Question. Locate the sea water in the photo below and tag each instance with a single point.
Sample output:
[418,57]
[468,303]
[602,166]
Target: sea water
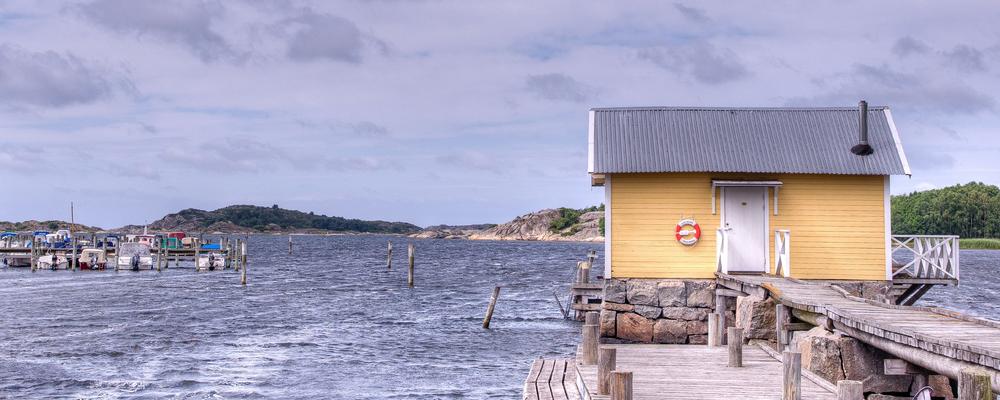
[328,321]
______________________________
■ Task directions ■
Copy every line of the material above word for word, leaving out the picture.

■ The result ■
Question. Locate the sea water in the photo below and tag each instance with a single point.
Sample output:
[418,57]
[468,303]
[602,166]
Target: sea water
[328,321]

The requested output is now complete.